> _What is being asked_
Transcribe the records that follow in their entirety, omitting any pictures.

> _Provided material_
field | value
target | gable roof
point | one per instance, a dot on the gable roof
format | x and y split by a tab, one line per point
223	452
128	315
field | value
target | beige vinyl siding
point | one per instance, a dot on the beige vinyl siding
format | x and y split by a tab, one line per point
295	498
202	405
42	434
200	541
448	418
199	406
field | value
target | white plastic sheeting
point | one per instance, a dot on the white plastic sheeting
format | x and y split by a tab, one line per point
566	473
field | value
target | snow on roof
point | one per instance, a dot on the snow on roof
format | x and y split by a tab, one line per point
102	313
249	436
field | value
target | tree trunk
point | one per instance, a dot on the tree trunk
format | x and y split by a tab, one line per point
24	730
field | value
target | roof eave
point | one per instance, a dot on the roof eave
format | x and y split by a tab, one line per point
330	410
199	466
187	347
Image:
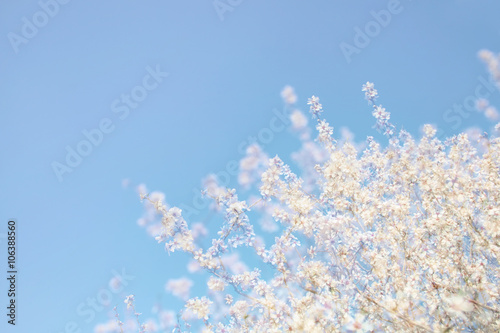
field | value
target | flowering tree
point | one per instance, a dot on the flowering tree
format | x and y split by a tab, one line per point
401	238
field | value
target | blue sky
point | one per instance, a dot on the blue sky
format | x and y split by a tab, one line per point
224	80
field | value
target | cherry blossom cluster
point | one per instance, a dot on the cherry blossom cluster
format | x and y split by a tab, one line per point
397	238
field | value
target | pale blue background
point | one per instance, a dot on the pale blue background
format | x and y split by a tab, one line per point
225	79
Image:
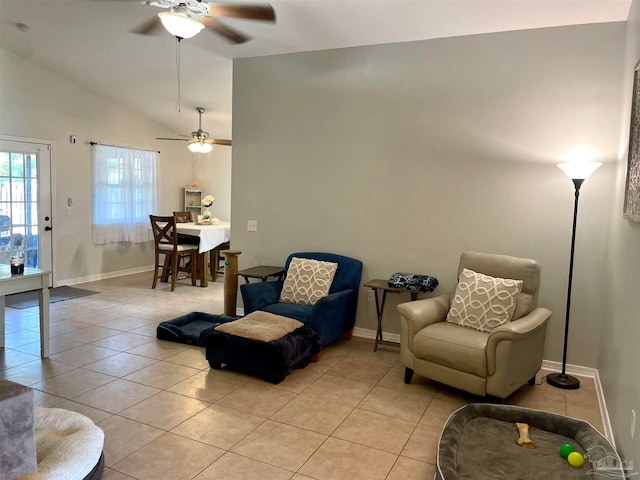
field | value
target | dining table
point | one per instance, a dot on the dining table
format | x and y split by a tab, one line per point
210	236
31	279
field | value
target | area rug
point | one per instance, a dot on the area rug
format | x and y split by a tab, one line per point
57	294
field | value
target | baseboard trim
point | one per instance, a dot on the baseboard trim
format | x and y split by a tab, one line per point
104	276
589	373
546	365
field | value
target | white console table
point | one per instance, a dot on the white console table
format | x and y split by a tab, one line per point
32	279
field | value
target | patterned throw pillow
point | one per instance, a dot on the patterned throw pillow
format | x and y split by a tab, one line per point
483	302
307	281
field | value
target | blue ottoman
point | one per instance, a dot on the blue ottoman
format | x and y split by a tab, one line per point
271	360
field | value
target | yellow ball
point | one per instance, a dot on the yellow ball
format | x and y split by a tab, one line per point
575	459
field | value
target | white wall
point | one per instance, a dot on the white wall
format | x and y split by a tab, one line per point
405	155
619	353
37	103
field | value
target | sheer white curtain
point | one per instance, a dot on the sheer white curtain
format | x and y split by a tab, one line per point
124	194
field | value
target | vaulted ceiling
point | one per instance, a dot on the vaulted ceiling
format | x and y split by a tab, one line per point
89	42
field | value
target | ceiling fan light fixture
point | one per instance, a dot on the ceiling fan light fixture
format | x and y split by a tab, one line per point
180	25
199	147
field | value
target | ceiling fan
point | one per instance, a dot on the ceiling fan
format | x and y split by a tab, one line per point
199	141
186	18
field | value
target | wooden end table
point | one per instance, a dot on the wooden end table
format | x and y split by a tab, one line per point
263	272
379	284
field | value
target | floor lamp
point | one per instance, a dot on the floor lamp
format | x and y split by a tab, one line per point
578	172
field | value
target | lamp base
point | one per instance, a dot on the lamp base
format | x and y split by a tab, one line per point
561	380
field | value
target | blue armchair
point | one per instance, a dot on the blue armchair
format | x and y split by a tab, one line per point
330	317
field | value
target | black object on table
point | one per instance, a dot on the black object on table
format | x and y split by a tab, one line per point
379	284
262	272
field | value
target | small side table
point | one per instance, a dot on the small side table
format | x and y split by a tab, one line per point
263	272
379	284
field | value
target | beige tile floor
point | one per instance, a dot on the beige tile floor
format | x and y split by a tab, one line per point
166	415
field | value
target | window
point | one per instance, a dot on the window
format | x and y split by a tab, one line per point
124	194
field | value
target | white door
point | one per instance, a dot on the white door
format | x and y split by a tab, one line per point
25	203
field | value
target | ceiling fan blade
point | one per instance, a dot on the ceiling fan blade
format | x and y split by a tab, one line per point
262	12
230	34
152	26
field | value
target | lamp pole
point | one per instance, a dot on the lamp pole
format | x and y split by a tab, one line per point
578	173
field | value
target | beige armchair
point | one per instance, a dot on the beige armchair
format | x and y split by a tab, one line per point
492	363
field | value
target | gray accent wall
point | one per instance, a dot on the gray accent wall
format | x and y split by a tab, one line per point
619	351
405	155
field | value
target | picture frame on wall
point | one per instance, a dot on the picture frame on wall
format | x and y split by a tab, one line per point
632	187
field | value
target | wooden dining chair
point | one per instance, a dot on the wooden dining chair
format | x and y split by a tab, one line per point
215	265
166	243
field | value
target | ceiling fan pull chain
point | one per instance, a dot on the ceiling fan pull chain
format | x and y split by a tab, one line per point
178	107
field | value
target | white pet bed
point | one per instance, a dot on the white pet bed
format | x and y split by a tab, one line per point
68	445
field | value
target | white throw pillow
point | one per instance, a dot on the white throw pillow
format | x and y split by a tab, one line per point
483	302
307	281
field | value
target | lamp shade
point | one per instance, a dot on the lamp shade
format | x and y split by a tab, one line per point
180	25
579	170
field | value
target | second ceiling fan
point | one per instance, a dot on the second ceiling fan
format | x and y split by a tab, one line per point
199	141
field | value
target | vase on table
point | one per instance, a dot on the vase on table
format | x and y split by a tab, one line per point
206	215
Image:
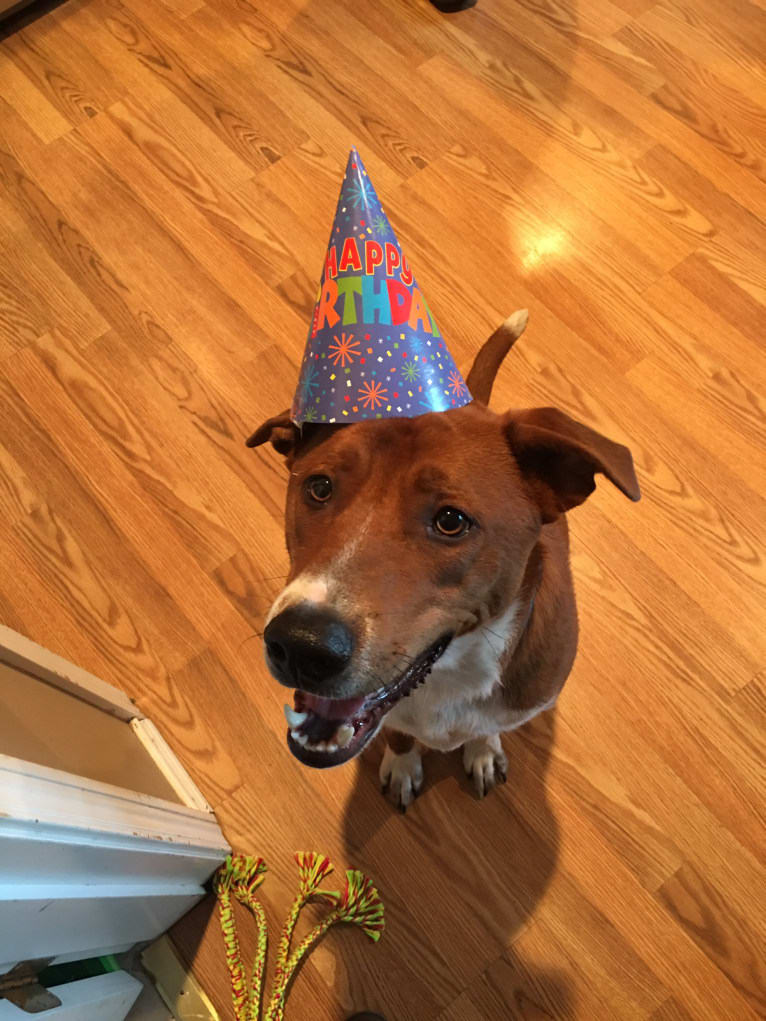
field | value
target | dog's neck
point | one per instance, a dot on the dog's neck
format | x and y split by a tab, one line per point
530	586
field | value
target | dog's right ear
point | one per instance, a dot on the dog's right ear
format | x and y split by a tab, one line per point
280	431
481	378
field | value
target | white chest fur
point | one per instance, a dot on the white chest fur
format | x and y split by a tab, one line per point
463	697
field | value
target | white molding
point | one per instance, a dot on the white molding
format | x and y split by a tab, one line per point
33	659
165	761
102	998
43	797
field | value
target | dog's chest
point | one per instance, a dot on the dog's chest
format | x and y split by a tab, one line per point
463	697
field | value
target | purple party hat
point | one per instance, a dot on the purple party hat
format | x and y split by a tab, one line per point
374	350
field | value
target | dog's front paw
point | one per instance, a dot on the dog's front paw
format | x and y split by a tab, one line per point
401	777
485	763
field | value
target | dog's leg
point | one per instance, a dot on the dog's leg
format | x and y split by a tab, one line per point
401	769
485	762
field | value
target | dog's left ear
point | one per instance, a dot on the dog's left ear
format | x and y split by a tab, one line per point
280	431
560	458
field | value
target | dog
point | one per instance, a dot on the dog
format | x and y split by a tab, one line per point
430	590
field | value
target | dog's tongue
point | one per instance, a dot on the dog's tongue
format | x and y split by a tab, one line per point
328	709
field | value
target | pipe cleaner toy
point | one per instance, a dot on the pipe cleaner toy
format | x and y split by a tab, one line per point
239	877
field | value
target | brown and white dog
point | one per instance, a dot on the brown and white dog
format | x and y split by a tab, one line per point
434	545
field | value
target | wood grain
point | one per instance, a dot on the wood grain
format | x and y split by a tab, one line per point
169	172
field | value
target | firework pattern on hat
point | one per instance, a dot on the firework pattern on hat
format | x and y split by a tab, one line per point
374	350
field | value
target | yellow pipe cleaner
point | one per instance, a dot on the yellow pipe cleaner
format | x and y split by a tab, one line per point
358	903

> _Answer to this task_
field | value
target | gable roof
point | one per instance, a dot on the gable roof
format | x and y split by a tab, one line per point
223	452
128	315
field | value
target | beige vinyl siding
point | one per instance, a dot on the beige vinyl siding
format | x and y split by a tab, one line per point
295	498
202	405
42	434
200	541
448	418
199	406
field | value
target | white plastic sheeting
point | one per instance, a dot on the white plastic sheeting
format | x and y split by a tab, one line per point
566	473
field | value
target | snow on roof
point | one per instance, a dot on the snow on roof
format | x and y split by a tab, one line per point
102	313
249	436
field | value
target | tree trunk
point | one per instance, a dot on the tree trunk
format | x and y split by a tab, one line per point
24	730
field | value
target | roof eave
point | one per instance, a dot on the roof eave
format | x and y split by a tab, one line per point
330	410
199	466
187	347
Image:
field | value
target | flowering tree
point | one per instance, a dot on the flowering tree
format | x and y split by a tab, one line per point
401	238
field | value
target | blue sky
point | one per instance, a dot on the blue sky
format | x and y split by a tab, one line per point
224	80
field | value
target | cherry blossom cluster
point | one per instance, a dot on the cherry blossom cluster
format | x and y split by a tab, one line per point
397	238
field | value
target | pale blue background
point | one per instance, a dot on the pale blue background
format | x and y split by a tab, one line per point
225	79
Image:
field | value
target | dining table
point | one per instance, a dot on the dining table
format | x and y split by a tab, one line per point
210	236
31	279
field | value
target | area rug
point | one per instance, a dot on the area rug
format | x and y split by a tab, one line per point
57	294
field | value
target | baseboard trim
point | one per instance, a dot on the baseboard trim
format | x and y split by a tab, one line per point
104	276
589	373
546	365
field | value
target | white console table
point | one per instance, a dot on the white console table
format | x and y split by a tab, one line per point
32	279
field | value
target | patterned throw pillow
point | one per instance, a dot on the patterned throw pillow
format | x and y split by a tab, one line per point
483	302
307	281
field | value
target | blue ottoman
point | one per instance, a dot on the blue ottoman
format | x and y split by a tab, one line per point
271	360
field | value
target | yellow ball
point | one per instance, a dot on the yellow ball
format | x and y split by a tab, one line per point
575	459
field | value
target | white wall
point | one per instance, a dot on the white wall
format | x and y split by a tab, one line per point
405	155
619	353
37	103
field | value
target | sheer white curtain
point | one per instance, a dot on the sheer white curtain
format | x and y split by a tab, one line per point
124	194
field | value
target | vaulted ceiling
point | one per instance, a dot on the vaulted ceiling
format | x and y split by a tab, one line per point
89	42
field | value
target | ceiling fan light fixture
point | one per instance, a dot on the ceiling fan light fixture
format | x and y split by a tab, one line per point
180	25
199	147
field | value
target | ceiling fan
point | one per instance, a dot on the ceiling fan
format | x and y split by a tab, one line per point
199	141
186	18
field | value
target | wooden end table
point | one per instance, a dot on the wooden end table
format | x and y split by a tab, one line per point
263	272
379	284
field | value
target | floor lamp
point | one per instance, a dot on the floor lamp
format | x and y split by a tab, one line per point
578	172
field | value
target | lamp base
point | one per instance, a dot on the lamp base
format | x and y split by a tab, one line per point
561	380
field | value
target | blue armchair
point | one per instance, a dot on the blue armchair
format | x and y split by a tab, one line per point
330	317
field | value
target | black object on table
point | one per instance, a dot on the black object on table
format | x and y split by a tab, one line per point
379	284
262	272
field | value
target | small side table
point | one per instance, a dot on the small side table
format | x and y split by a tab, one line per point
263	272
379	284
field | value
target | beige tile floor
point | one per instance, a dot on the beige tile floor
format | x and y split by a tab, one line per point
166	415
field | value
target | window
point | one per instance, a dot on the window
format | x and y split by a tab, one line per point
124	194
field | value
target | white door
point | one per instance, a dot on the white door
format | x and y split by a tab, one line per point
25	203
field | value
target | ceiling fan blade
point | one per instance, a dot on the ceiling fan blade
format | x and y split by a tab, one line per point
262	12
230	34
152	26
field | value
target | lamp pole
point | one per instance, a dot on the lamp pole
format | x and y split by a tab, one line per point
578	173
field | value
target | beige armchair
point | one per instance, a dot on the beige armchair
format | x and y split by a tab, one line per point
492	363
field | value
target | gray accent wall
point | one per instance, a dot on the gray accent wall
format | x and y split by a tab, one line per point
619	351
405	155
field | value
target | picture frame on wall
point | one per instance, a dot on the picture frame on wall
format | x and y split by a tab, one line per point
632	187
field | value
target | wooden dining chair
point | one per instance, a dot on the wooden dining chair
format | x and y split by a tab, one line per point
215	265
166	243
field | value
target | ceiling fan pull chain
point | one per instance, a dot on the ceiling fan pull chain
format | x and y split by a tab, one line per point
178	107
field | value
target | white pet bed
point | one per instance, a dot on the white pet bed
format | x and y split by a tab, one line per point
68	445
field | value
target | white throw pillow
point | one per instance, a dot on the white throw pillow
format | x and y split by a tab, one line per point
483	302
307	281
field | value
target | lamp shade
point | one per instance, a dot on the lamp shade
format | x and y split by a tab, one line per point
180	25
579	170
field | value
target | second ceiling fan
point | one per instance, a dot on the second ceiling fan
format | x and y split by a tab, one line per point
199	141
field | value
target | vase on table
point | one per instance, a dot on the vase on table
format | x and y split by a tab, one line per point
206	215
Image:
field | value
target | dog's neck
point | one per instance, a dot on the dog's neck
format | x and y split by a tab, one line per point
530	586
field | value
target | dog's right ear
point | one per instance, a dot on the dog's right ear
format | x and y split by a tab, one line per point
280	431
481	378
field | value
target | white chest fur
point | one per instance, a dot on the white chest fur
format | x and y split by a tab, one line per point
463	697
field | value
target | white molding
point | one per instance, a dot on the white molding
format | x and y split by a tab, one line per point
33	659
165	761
102	998
43	797
field | value
target | dog's chest
point | one per instance, a dot on the dog's chest
format | x and y split by a tab, one line per point
463	697
field | value
target | purple party hat
point | one per instance, a dot on the purple party hat
format | x and y split by a tab, one line per point
374	350
field | value
target | dog's front paw
point | one per instance, a dot on the dog's front paw
format | x and y split by a tab, one line per point
401	777
485	763
field | value
target | dog's leg
point | one per instance, a dot on the dog's leg
format | x and y split by a tab, one line per point
401	769
485	762
field | value
target | dog's left ear
point | one per instance, a dot on the dog's left ear
format | x and y split by a tab, one line per point
280	431
560	458
field | value
target | dog
point | one per instance, a dot on the dog
format | x and y split by a tab, one line per point
430	590
field | value
target | dog's tongue
point | one per instance, a dot on the dog's tongue
format | x and y split by a tab, one line per point
328	709
field | value
target | pipe cleaner toy
point | one per instance, a dot on the pipe cleaner toy
format | x and y split by a tab, one line per point
239	877
field | value
target | brown and white dog
point | one per instance, a dot on the brown and white dog
format | x and y split by a tab, one line per point
434	545
field | value
target | wood grain
point | one per instance, a dot on the wood grain
format | x and y split by a tab, one line per point
169	172
field | value
target | firework pattern on hat
point | one per instance, a dot on the firework pattern on hat
format | x and y split by a tab, one line per point
374	350
field | value
target | yellow pipe cleaner
point | one per instance, a dot on the yellow pipe cleaner
format | x and y split by a tab, one line per point
358	903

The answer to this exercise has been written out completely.